▸ WHAT THIS EXERCISE ASKS:
(a) Translate this sentence from the UMAP bug report into Spanish: "However, if only new data is provided (simulated by the test data), then it seems to be OK."
(b) Reproduce the portion of the UMAP bug report starting at "os.makedirs(FIGURES_PATH, exist_ok=True)" and ending at "np.reshape(train_images, (len(train_images), -1))".

▸ PASSAGE:
- - -

[BUG] different outputs for UMAP on CPU vs. GPU

[antortjim]

Describe the bug
Similar to #5473 , the results of the GPU UMAP implementation provided by cuml don't match what I expect using the CPU implementation (from umap-learn). In particular, if

1. hash_input=True (recommended when comparing cpu vs gpu implementations, as explained in [QST] Relationship between UMAP.embedding_ and reductions returned by UMAP.transform() #5188
2. dataset contains samples from the training set
3. dataset contains samples outside the training set as well

then the output plot is completely garbled and messed up

However, if only new data is provided (simulated by the test data), then it seems to be OK.

Steps/Code to reproduce bug

import os.path
import matplotlib.pyplot as plt
import numpy as np

from tensorflow.keras.datasets import mnist # 60k datapoints

from umap import UMAP
from cuml.manifold.umap import UMAP as cuUMAP

FIGURES_PATH="umap_figures"
os.makedirs(FIGURES_PATH, exist_ok=True)


def load_tf_mnist():
    (train_images, train_labels), (test_images, test_labels) = mnist.load_data()

    # We'll just use the training data for simplicity
    images = np.reshape(train_images, (len(train_images), -1))
    test_images = np.reshape(test_images, (len(test_images), -1))
   

    return (images, train_labels), (test_images, test_labels)

def plot_umap(fig, ax, embedding, labels, title, xlim=[-15, 15], ylim=[-10, 10]):
    im=ax.scatter(embedding[:, 0], embedding[:, 1], c=labels, cmap='Spectral', s=5)
    # ax.set_aspect('equal', 'datalim')
    ax.set_title(title, fontsize=24)
    ax.set_xlim(*xlim)
    ax.set_ylim(*ylim)

- - -

▸ DATA SHOWN:
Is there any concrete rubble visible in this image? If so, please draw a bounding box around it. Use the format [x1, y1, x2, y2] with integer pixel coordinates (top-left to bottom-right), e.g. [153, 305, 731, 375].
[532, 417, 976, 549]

- - -

▸ THE RESPONSES:
(a) Sin embargo, si solo se proporcionan datos nuevos (simulados mediante los datos de prueba), entonces parece funcionar bien.

(b)
os.makedirs(FIGURES_PATH, exist_ok=True)


def load_tf_mnist():
    (train_images, train_labels), (test_images, test_labels) = mnist.load_data()

    # We'll just use the training data for simplicity
    images = np.reshape(train_images, (len(train_images), -1))